__Exercise task__:
Exclude the pictures and retype the entries as written.

= = = =

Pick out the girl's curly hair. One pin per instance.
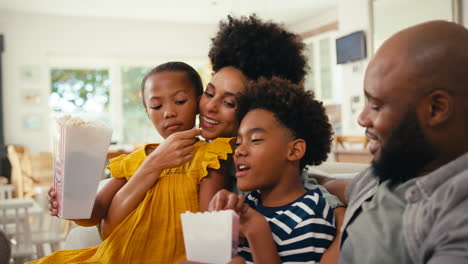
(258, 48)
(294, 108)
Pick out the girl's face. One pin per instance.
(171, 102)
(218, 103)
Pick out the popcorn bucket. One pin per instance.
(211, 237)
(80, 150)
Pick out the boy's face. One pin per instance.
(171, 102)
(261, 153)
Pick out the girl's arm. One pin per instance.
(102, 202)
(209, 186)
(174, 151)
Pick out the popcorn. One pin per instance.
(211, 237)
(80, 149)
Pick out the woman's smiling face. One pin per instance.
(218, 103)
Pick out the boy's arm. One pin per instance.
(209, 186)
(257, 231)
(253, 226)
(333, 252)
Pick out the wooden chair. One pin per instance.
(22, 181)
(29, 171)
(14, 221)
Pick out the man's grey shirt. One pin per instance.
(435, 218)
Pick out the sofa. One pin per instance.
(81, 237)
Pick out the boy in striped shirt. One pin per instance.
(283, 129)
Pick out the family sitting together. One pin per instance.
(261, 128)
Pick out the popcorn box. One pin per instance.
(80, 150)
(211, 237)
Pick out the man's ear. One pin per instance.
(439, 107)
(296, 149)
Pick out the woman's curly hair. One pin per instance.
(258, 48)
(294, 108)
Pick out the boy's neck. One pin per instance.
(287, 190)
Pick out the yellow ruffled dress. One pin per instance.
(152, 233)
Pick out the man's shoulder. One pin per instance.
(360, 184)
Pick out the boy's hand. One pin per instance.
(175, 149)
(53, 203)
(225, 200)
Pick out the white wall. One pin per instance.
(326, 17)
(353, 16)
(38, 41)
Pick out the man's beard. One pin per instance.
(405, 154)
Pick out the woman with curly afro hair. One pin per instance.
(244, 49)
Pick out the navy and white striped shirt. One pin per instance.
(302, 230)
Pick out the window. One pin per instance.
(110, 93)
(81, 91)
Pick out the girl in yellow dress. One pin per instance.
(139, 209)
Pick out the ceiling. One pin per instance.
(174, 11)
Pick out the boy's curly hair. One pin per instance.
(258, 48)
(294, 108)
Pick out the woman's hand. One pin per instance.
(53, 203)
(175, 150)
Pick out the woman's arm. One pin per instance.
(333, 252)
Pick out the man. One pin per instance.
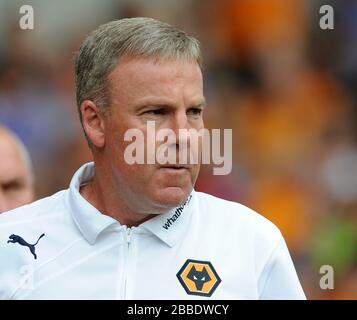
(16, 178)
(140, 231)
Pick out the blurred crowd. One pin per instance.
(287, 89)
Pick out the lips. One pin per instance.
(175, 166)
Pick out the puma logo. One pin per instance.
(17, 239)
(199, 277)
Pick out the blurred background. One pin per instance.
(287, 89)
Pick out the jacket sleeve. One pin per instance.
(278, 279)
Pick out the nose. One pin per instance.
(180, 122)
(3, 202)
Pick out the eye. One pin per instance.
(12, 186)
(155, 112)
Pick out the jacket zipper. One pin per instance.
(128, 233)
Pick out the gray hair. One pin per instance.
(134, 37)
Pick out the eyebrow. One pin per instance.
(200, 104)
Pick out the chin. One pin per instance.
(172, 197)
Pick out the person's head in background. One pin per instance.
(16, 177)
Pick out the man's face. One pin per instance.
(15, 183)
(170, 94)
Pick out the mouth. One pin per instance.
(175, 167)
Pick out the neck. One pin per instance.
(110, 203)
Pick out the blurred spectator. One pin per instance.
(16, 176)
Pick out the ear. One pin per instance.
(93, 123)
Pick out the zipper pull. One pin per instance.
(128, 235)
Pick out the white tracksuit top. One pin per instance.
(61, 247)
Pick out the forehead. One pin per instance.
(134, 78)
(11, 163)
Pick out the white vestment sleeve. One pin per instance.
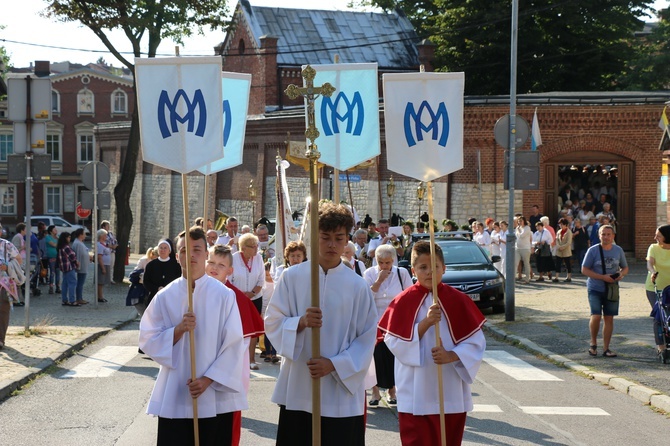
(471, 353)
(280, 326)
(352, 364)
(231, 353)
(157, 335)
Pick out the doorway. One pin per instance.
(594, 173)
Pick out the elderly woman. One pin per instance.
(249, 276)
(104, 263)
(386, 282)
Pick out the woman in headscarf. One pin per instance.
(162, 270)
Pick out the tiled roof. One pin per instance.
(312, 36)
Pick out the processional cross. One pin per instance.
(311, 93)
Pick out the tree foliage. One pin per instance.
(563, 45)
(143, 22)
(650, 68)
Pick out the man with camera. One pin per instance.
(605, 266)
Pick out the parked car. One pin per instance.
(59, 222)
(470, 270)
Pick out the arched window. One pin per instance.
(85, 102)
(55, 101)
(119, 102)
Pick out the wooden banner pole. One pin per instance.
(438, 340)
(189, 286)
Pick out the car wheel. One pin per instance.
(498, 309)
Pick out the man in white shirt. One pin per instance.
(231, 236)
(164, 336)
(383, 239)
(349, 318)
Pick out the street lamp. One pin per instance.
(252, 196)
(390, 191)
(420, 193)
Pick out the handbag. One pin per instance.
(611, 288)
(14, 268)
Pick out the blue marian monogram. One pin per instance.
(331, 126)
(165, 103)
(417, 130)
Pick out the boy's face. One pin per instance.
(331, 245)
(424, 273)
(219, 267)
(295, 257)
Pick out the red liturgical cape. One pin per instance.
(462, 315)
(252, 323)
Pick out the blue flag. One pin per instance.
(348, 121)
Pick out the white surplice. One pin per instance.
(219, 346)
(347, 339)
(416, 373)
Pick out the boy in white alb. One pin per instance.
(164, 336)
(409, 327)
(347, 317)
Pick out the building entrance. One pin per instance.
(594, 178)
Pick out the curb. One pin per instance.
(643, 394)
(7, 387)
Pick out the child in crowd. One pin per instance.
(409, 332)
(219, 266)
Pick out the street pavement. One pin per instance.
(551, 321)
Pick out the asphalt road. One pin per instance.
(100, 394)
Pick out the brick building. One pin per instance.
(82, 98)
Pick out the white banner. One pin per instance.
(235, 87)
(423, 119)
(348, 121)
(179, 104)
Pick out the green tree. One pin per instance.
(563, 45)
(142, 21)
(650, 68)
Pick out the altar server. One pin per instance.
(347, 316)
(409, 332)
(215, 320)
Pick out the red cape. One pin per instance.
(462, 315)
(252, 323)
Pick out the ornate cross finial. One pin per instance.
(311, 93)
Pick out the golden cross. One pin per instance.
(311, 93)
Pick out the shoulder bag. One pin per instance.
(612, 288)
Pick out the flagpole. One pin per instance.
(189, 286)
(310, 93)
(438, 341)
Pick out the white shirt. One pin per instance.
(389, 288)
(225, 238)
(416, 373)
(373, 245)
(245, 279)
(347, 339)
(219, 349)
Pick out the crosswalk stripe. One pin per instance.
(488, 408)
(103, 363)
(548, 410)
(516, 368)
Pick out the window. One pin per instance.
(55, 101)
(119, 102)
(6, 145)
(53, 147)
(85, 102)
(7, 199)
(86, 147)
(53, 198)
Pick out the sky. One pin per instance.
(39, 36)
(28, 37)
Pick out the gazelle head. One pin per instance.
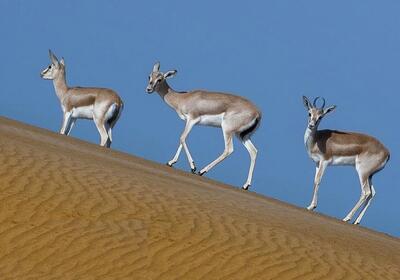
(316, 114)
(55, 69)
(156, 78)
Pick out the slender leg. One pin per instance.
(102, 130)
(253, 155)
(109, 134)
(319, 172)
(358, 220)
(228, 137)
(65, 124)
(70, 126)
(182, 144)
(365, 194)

= = = =

__Task result__:
Pick out the girl's curly hair. One pin per instance.
(258, 48)
(294, 108)
Pick out the girl's face. One pin per instance.
(171, 102)
(218, 103)
Pick out the popcorn bucket. One pin per instance.
(211, 237)
(80, 150)
Pick out the boy's face. One pin per instance.
(171, 102)
(261, 153)
Pick out the girl's arm. One pin per instance.
(102, 202)
(209, 186)
(174, 151)
Pick out the popcorn. One pin per instance.
(211, 237)
(80, 149)
Pick out the woman's smiling face. One pin per instance.
(218, 103)
Pick out the boy's arm. One pin per instance.
(209, 186)
(257, 231)
(253, 226)
(333, 252)
Pick out the wooden chair. One pin per instance.
(22, 181)
(29, 171)
(14, 221)
Pick out the man's grey shirt. One pin per instance.
(435, 218)
Pick out the sofa. One pin per instance.
(81, 237)
Pick out the boy in striped shirt. One pin per instance.
(283, 129)
Pick out the family sitting together. One pin per instance.
(261, 128)
Pick out the popcorn box. One pin per instance.
(80, 150)
(211, 237)
Pick out the man's ear. One pin per instance.
(439, 107)
(296, 149)
Pick out the woman's curly hair. One pin per instance.
(258, 48)
(294, 108)
Pick out the boy's neck. One pin per instance.
(287, 190)
Pick out the yellow ruffled dress. One pin per instance.
(152, 233)
Pick out the man's shoulder. One pin per instance.
(360, 184)
Pick out the boy's hand. One pin per instance.
(175, 149)
(53, 203)
(225, 200)
Pick out the white wall. One pin per instance.
(326, 17)
(353, 16)
(38, 41)
Pick out the man's beard. One pin per instance.
(405, 154)
Pick out the woman with curly afro hair. One pin per instance.
(244, 49)
Pick out the navy and white striped shirt. One pin per instance.
(302, 230)
Pick out the window. One pin per instance.
(110, 93)
(81, 91)
Pick out the girl in yellow dress. One pin per instance.
(139, 209)
Pick out the ceiling. One pin per instance.
(174, 11)
Pick out the boy's curly hair. One pin per instance.
(258, 48)
(294, 108)
Pick out the woman's hand. One pin per instance.
(53, 203)
(175, 150)
Pick out the woman's arm. One pin per instance.
(333, 252)
Pick out the man. One pin per instance.
(16, 178)
(140, 231)
Pick out the blurred crowd. One pin per instance.
(287, 89)
Pick out the lips. One pin per instance.
(175, 166)
Pick out the puma logo. One pin per instance.
(17, 239)
(199, 277)
Pick out the blurred background. One pin per instance.
(287, 89)
Pick out the jacket sleeve. One pin per instance.
(278, 279)
Pick out the nose. One pin per instance.
(180, 122)
(3, 202)
Pick out the eye. One pin per instance.
(12, 186)
(155, 112)
Pick out the jacket zipper. One pin per instance.
(128, 233)
Pick out the gray hair. One pin per instance.
(134, 37)
Pick out the eyebrow. One pin per instance.
(200, 104)
Pick out the chin. One pin per instance.
(172, 197)
Pick out the person's head in background. One pin per instance.
(16, 177)
Pick out the man's face. One pin per instance.
(15, 183)
(170, 94)
Pick out the mouth. One pin per instance.
(175, 167)
Pick out the neck. One pin per instance.
(110, 203)
Pick out the blurred spectator. One pin per instance.
(16, 176)
Pick out the ear. One pin per instance.
(93, 123)
Pick out the zipper pull. One pin per instance.
(128, 235)
Pick out the white tracksuit top. One pin per instance.
(61, 247)
Pick out the forehead. One pin per instance.
(134, 78)
(11, 163)
Pick out the white vestment sleeve. One pin per instance.
(471, 353)
(280, 326)
(352, 364)
(231, 353)
(157, 335)
Pick out the doorway. One pin per instance.
(594, 173)
Pick out the elderly woman. One pin per instance.
(249, 276)
(104, 263)
(386, 282)
Pick out the woman in headscarf. One pin per instance.
(162, 270)
Pick out the tiled roof. One pin per instance.
(312, 36)
Pick out the processional cross. One pin per instance.
(311, 93)
Pick out the tree foliage. One pin per instance.
(563, 45)
(143, 22)
(650, 68)
Pick out the man with camera. One pin per instance.
(605, 266)
Pick out the parked car. One pin per instance.
(59, 222)
(470, 270)
Pick out the arched window. One pin per instance.
(85, 102)
(55, 101)
(119, 102)
Pick out the wooden banner pole. One pin per instance.
(438, 340)
(189, 286)
Pick out the car wheel. One pin per instance.
(498, 309)
Pick out the man in white shirt. One pin per instance.
(231, 236)
(164, 336)
(383, 239)
(349, 318)
Pick out the street lamp. One pin per instance.
(252, 196)
(390, 191)
(420, 193)
Pick out the handbag. One pin per instance.
(611, 288)
(14, 268)
Pick out the blue marian monogram. One pin per instance.
(331, 126)
(165, 103)
(417, 130)
Pick out the boy's face. One pin per instance.
(331, 245)
(424, 273)
(219, 267)
(295, 257)
Pick out the red liturgical cape. One pin per instance.
(462, 315)
(252, 323)
Pick out the blue flag. One pin per instance.
(348, 121)
Pick out the white surplice. One pin per instance.
(219, 346)
(347, 339)
(416, 373)
Pick out the boy in white alb. One pin per instance.
(164, 336)
(409, 327)
(347, 317)
Pick out the building entrance. One pin per instance.
(594, 178)
Pick out the curb. One pin per instance.
(643, 394)
(7, 387)
Pick out the child in crowd. One pin per instance.
(409, 332)
(219, 266)
Pick out the street pavement. One pin per instance.
(551, 321)
Pick out the asphalt road. One pin per instance.
(100, 394)
Pick out the brick building. One pin per instance.
(82, 98)
Pick out the white banner. One pin per instance.
(235, 87)
(423, 119)
(348, 121)
(179, 104)
Pick out the green tree. One pin per instance.
(563, 45)
(142, 21)
(650, 68)
Pick out the altar server. One pin per instance.
(347, 316)
(409, 332)
(215, 320)
Pick out the red cape. One pin per instance.
(462, 315)
(252, 323)
Pick out the ornate cross finial. One pin per instance.
(311, 93)
Pick out the golden cross. One pin per instance.
(311, 93)
Pick out the shoulder bag. One pin per instance.
(612, 288)
Pick out the flagpole. One pin per instance.
(189, 286)
(310, 93)
(438, 341)
Pick out the white shirt. One pin per instance.
(389, 288)
(225, 238)
(416, 373)
(373, 245)
(245, 279)
(347, 339)
(219, 349)
Pick out the crosswalk stripe. One pin per instance.
(488, 408)
(103, 363)
(548, 410)
(516, 368)
Pick out the window. One pin per instance.
(55, 101)
(119, 102)
(6, 145)
(53, 147)
(85, 102)
(7, 199)
(86, 147)
(53, 198)
Pick out the sky. One pin per instance.
(39, 36)
(28, 37)
Pick out the gazelle head. One pin per instance.
(316, 114)
(55, 69)
(156, 78)
Pick out the slender leg. One pin per instance.
(102, 130)
(253, 155)
(109, 134)
(319, 172)
(358, 220)
(228, 137)
(65, 124)
(70, 126)
(182, 144)
(365, 194)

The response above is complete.